## TEXT SHOWN
^^^^

Dear media, write about something else

In case you hadn’t noticed, there’s an election coming. It’s about this time we should be seeing politicians nailed to the wall about their record, and their policies. So what do we get from our media?

Do we hear about the 1632 children being held in detention solely because their parents risked their lives to seek asylum in Australia? Children who grow up in an atmosphere of utter despair, in conditions of squalor, and with no realistic hope of escape any time soon? For that matter, do we hear that Parliament’s own Human Rights Committee sounded a note of warning, urging MPs to comply with our international obligations?

Do we hear about the Coalition’s plan to flout international law, and Australia’s treaty obligations, by deporting any refugee convicted of a crime with a sentence of 12 months or more back to their home country? To speed up the process, any such refugee would lose their ‘normal rights of appeal’. (Yes, you heard that right. No judicial process for you, refugee person, even if you were wrongly convicted. We’ll put you on a plane and fly you right back into the hands of the country you fled in fear for your life. Bye-bye, now.)

Do we hear about the Coalition’s lack of any substantial education policy, other than to reverse anything the government manages to set in place? Christopher Pyne doesn’t think the education system needs fixing – oh, except for that pesky National Curriculum. That’s got to go. Too ‘black armband’. We can’t have our kids growing up thinking our history contains anything shameful.

How about the major parties marching in lockstep to preserve a duopoly between Coles and Woolworths, which causes immense harm to primary producers and small businesses? The complete silence on Arts funding? The government’s undignified scramble away from legislation to regulate poker machines? The Coalition’s intent to widen an already huge gap between wealthy and low income families through a number of policies, including its misnamed Paid Parental Leave (only available to women) and removing means testing on so-called ‘middle class welfare’ schemes like the Schoolkids’ Bonus?

Do we hear incisive analysis about the issues? Informed, reasoned commentary? Close questioning in interviews?

We do not.

What we do hear is, day after day, the same pap regurgitated.

Opposition Leader Tony Abbott visits yet another small business, telling us that the ‘carbon tax’ is killing the country. Or the mining tax. Or both. The script is so predictable that one suspects he may, at times, be talking in his sleep. But that’s perfectly all right, because no one is likely to ask him any hard questions.

Yet another opinion piece pops up, telling us that Kevin Rudd’s supporters are massing for a tilt at the leadership, and that Labor is on the verge of self-destruction. That a challenge is imminent. Ignore anything that Labor politicians actually say – just keep presenting the conjecture as fact. Sooner or later, it’s got to be true, right? Even a stopped clock is correct twice a day.

And then there are the endless, endless discussions of polls – but only some polls. Only the polls that show the government heading towards an unprecedented defeat. Only the polls that show Rudd is more popular than the Prime Minister. Don’t worry about the polls that have consistently shown a different trend, which – at least – suggest that closer analysis might be in order. Don’t worry about polls showing Abbott’s popularity pales in comparison to that of the leader he ousted, Malcolm Turnbull.

^^^^

## DESCRIPTION OF THE TASK
In the piece on election media coverage above, how many children does it say are being held in detention?

^^^^

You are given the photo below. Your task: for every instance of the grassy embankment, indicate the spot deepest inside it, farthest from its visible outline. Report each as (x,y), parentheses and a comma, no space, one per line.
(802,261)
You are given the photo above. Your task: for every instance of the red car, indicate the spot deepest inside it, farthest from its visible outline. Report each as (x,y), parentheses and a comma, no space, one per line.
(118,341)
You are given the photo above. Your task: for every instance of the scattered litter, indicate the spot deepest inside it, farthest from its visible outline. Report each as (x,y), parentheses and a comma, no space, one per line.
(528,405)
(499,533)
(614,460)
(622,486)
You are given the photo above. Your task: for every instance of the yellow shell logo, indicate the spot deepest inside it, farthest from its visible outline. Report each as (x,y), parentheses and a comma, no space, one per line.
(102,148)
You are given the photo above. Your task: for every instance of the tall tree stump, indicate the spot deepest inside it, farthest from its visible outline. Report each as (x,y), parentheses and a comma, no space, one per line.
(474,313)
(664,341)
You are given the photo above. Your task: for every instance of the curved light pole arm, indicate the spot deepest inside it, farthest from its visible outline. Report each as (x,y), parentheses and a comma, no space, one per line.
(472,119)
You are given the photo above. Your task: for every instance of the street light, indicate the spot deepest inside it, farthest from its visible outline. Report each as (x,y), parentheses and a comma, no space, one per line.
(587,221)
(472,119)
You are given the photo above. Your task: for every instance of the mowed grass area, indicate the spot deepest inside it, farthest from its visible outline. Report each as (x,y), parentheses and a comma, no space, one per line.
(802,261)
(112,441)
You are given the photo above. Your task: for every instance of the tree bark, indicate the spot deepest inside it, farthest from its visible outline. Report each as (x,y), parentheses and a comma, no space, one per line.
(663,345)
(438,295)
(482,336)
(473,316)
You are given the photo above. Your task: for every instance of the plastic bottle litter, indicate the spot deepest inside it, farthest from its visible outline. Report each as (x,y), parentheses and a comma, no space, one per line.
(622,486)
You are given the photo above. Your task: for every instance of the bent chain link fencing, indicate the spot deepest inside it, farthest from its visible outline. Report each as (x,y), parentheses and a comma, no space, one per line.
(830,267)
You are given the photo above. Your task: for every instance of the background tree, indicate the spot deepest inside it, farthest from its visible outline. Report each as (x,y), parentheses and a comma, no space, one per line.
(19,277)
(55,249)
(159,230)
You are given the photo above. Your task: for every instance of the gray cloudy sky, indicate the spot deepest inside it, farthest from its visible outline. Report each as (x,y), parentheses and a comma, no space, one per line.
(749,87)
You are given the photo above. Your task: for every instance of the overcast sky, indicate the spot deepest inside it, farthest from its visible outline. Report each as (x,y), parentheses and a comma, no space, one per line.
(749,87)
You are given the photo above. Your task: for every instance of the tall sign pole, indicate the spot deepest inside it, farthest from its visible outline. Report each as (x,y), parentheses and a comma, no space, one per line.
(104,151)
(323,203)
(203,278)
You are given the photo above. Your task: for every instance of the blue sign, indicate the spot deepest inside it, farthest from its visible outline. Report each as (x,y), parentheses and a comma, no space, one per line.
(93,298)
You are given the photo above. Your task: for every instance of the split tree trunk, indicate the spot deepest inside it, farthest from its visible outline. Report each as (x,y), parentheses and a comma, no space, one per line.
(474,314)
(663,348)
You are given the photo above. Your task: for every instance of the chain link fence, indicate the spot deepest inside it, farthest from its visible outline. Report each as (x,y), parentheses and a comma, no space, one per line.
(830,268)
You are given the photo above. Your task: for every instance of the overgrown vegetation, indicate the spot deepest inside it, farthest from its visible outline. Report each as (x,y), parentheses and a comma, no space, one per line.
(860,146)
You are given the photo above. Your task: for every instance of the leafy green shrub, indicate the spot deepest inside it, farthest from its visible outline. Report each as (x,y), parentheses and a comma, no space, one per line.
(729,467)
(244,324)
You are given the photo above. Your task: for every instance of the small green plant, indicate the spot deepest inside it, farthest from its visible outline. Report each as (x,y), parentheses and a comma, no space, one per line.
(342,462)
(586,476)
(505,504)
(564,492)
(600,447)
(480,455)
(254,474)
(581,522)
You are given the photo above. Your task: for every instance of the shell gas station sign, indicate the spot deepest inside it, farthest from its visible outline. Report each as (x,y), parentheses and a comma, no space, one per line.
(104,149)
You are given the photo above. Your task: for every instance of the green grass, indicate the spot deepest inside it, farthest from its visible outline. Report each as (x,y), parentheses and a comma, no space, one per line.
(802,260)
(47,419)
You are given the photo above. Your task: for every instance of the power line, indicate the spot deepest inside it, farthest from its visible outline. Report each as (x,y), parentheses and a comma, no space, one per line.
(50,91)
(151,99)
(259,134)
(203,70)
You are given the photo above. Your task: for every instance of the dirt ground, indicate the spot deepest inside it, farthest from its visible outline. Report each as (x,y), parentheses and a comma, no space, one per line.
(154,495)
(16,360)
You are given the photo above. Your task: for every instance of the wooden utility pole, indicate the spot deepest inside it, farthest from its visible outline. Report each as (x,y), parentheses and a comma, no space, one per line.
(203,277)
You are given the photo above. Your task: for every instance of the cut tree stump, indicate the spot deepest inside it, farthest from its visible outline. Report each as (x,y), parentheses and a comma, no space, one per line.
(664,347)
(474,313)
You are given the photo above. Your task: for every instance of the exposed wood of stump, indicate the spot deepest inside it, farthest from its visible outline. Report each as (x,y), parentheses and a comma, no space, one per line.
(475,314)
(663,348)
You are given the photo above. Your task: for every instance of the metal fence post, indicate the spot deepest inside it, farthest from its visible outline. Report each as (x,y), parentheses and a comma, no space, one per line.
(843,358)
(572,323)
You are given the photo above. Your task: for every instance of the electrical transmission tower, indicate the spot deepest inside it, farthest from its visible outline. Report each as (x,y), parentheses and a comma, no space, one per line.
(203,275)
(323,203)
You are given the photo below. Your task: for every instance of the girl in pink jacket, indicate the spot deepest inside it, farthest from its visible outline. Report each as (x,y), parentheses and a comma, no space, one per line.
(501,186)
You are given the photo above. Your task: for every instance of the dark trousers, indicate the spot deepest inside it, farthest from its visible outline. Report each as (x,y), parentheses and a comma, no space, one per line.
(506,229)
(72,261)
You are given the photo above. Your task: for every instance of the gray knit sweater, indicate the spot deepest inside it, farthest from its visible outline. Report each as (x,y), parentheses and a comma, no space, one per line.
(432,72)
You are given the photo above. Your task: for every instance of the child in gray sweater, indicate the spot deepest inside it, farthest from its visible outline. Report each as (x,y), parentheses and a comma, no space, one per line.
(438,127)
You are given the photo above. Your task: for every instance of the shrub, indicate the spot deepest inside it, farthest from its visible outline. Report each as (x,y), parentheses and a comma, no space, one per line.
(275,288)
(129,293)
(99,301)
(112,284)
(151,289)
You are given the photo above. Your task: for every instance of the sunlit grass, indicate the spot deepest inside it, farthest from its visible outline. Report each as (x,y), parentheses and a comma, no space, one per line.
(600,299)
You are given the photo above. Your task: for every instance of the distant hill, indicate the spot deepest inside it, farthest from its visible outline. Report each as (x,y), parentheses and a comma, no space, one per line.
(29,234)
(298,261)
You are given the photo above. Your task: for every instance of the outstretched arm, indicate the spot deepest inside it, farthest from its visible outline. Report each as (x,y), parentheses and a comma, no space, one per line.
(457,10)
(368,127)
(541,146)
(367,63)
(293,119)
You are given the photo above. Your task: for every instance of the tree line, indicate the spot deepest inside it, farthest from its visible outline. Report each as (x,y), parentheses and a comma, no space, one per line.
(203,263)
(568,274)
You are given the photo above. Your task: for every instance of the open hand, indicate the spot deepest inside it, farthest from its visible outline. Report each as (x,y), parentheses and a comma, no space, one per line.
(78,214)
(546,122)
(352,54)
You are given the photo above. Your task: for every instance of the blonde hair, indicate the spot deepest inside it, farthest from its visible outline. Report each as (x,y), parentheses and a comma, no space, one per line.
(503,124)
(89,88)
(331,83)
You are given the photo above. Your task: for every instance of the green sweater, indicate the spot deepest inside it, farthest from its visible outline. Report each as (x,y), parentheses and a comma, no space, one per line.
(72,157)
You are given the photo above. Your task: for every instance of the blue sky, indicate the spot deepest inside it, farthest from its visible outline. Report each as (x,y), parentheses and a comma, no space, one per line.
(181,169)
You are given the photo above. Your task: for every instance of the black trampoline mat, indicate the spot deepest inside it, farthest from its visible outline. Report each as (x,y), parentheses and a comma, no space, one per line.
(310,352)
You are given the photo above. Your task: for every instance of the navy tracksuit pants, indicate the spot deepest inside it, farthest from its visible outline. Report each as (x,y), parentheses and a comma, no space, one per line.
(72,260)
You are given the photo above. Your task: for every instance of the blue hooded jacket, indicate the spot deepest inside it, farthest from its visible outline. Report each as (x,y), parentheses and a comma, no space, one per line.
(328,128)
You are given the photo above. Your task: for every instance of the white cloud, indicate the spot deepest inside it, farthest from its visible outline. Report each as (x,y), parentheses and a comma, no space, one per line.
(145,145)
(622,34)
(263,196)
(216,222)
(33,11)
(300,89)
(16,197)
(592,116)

^^^^

## OUTPUT BELOW
1632 children.